(Provided passage)
10th Class Mathematics Solved Paper - Mathematics-2018

  • question_answer
    The diameters of the lower and upper ends of a bucket in the form of a frustum of a cone are 10 cm and 30 cm respectively. If its height is 24 cm, find:
    (i) The area of the metal sheet used to make the bucket.
    (ii) Why we should avoid the bucket made by ordinary plastic? [Use \[\pi =3.14\]]

    Answer:

    Given, Height of frustum, h = 24 cm.
    Diameter of lower end = 10 cm.
    \[\therefore \]      Radius of lower end, r = 5 cm.
    Diameter of upper end = 30 cm.
    \[\therefore \]      Radius of upper end, R = 15 cm.

(Task directions)
Continue the worked solution for the frustum-shaped bucket, picking up right after its last line.

(Record excerpts)
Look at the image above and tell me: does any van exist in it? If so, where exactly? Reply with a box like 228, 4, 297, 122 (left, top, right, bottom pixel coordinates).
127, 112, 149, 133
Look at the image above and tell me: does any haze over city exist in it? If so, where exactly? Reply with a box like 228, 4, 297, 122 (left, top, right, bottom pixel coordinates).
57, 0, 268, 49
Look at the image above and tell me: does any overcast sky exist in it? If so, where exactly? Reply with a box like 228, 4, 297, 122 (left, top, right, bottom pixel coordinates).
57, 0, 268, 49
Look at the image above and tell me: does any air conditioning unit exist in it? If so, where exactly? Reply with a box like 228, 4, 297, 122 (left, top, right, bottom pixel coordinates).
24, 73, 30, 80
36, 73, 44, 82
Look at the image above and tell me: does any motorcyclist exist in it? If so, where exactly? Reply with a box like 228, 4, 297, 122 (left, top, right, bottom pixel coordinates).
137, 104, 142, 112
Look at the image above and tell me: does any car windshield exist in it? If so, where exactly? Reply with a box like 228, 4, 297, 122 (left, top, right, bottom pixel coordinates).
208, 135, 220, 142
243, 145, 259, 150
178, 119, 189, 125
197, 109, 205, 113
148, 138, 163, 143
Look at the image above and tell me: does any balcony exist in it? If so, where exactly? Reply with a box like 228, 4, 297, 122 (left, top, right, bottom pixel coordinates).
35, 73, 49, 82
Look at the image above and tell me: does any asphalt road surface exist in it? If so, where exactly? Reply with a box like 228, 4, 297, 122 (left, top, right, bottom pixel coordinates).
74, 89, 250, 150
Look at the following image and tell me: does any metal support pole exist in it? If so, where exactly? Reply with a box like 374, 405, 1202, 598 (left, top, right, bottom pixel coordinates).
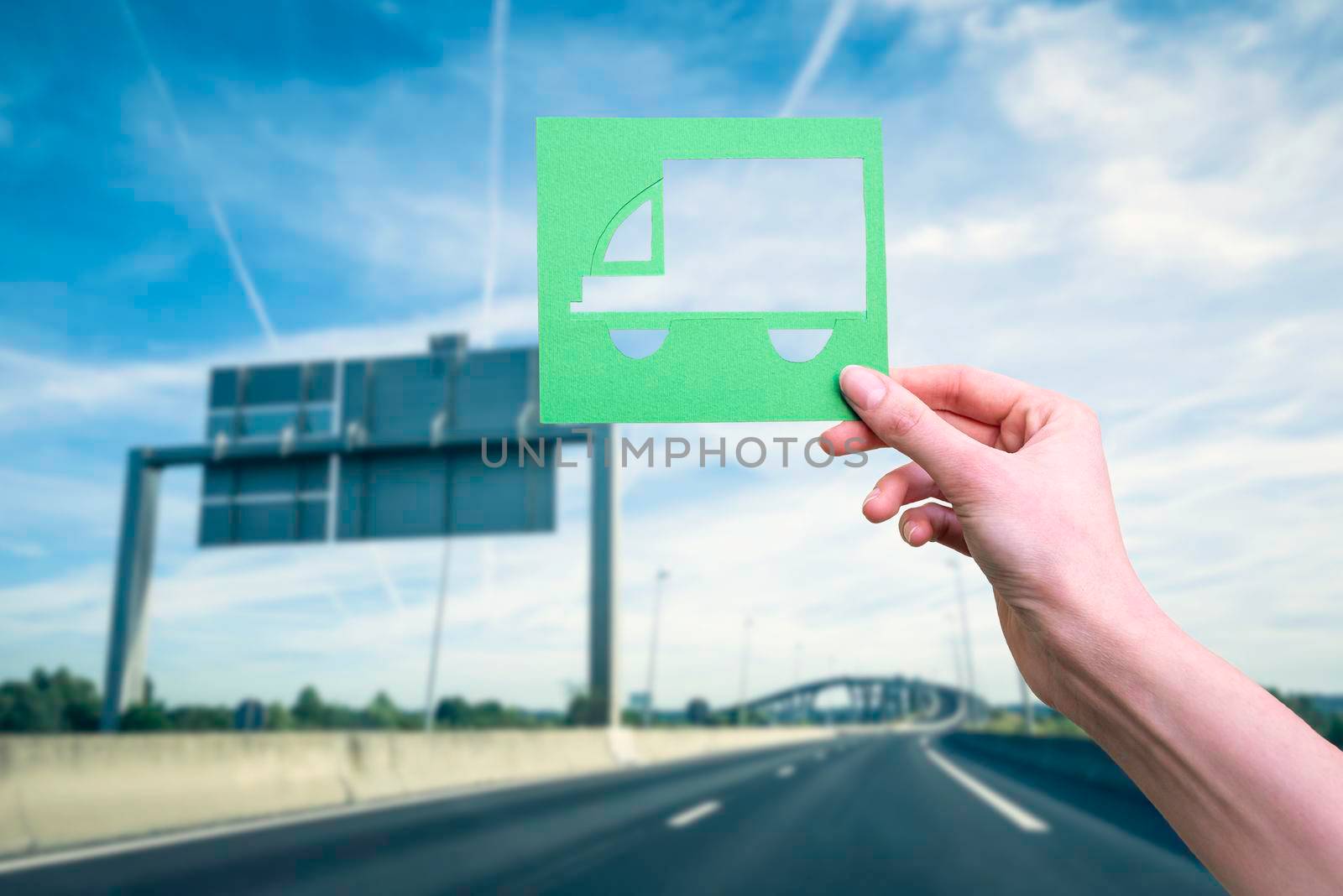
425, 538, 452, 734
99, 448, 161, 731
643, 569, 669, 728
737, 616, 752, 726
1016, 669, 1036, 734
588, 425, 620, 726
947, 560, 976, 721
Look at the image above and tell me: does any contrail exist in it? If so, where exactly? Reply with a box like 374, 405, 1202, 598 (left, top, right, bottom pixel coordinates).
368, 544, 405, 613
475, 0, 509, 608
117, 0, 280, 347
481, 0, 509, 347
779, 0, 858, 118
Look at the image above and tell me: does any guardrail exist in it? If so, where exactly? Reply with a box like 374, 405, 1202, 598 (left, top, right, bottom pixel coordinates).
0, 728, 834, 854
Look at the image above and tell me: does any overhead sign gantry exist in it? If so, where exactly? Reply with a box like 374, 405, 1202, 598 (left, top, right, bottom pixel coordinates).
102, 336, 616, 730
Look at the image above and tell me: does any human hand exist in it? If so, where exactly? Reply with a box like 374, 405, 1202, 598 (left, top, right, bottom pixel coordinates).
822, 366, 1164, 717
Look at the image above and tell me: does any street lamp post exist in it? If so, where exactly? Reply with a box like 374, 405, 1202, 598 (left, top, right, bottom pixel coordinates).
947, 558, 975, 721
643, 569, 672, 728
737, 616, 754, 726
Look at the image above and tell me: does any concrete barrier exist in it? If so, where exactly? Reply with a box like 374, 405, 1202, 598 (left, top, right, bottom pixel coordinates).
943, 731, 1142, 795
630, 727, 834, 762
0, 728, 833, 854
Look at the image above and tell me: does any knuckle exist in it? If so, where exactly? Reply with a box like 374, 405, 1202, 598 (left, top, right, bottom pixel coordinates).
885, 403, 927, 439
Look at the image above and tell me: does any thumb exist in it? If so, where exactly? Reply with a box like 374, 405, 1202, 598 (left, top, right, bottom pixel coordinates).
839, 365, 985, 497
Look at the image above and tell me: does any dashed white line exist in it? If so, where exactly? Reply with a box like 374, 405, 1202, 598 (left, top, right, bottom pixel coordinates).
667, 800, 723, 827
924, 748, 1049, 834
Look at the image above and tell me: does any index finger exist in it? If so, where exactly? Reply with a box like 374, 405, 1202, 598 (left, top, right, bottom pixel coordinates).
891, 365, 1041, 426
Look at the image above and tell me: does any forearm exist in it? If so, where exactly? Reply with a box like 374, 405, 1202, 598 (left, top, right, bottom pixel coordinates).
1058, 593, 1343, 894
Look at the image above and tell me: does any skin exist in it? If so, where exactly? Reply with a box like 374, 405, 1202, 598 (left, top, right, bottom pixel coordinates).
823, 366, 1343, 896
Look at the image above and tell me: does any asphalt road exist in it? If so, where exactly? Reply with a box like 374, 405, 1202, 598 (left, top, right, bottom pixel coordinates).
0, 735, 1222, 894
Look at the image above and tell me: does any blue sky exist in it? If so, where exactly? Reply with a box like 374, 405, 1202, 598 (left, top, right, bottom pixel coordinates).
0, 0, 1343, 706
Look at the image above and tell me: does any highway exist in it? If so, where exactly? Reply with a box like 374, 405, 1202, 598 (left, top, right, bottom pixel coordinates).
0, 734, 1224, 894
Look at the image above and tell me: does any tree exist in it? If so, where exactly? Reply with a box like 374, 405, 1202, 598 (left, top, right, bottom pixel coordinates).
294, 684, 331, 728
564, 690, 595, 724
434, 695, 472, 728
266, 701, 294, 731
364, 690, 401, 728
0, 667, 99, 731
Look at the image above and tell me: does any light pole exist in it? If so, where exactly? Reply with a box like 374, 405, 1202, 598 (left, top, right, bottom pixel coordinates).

(Exercise output)
    Slant height,       \[l=\sqrt{{{h}^{2}}+{{(R-r)}^{2}}}\]
                             \[=\sqrt{{{(24)}^{2}}+{{(15-5)}^{2}}}\]
                            \[=\sqrt{576+100}\]
                            \[=\sqrt{676}\]
                            \[=26\,cm\]
    (i) Area of metal sheet used to make the bucket
    = CSA of frustum + Area of base
    \[=\pi l(R+r)+\pi {{r}^{2}}\]
    \[=\pi [26(15+5)+{{(5)}^{2}}]\]
    \[=3.14(26\times 20+25)\]
    \[=3.14(520+25)\]
    \[=3.14\times 545\]
    \[=1711.3\,\,c{{m}^{2}}\]
    (ii) We should avoid the bucket made by ordinary plastic because plastic is harmful to the environment and to protect the environment its use should be avoided.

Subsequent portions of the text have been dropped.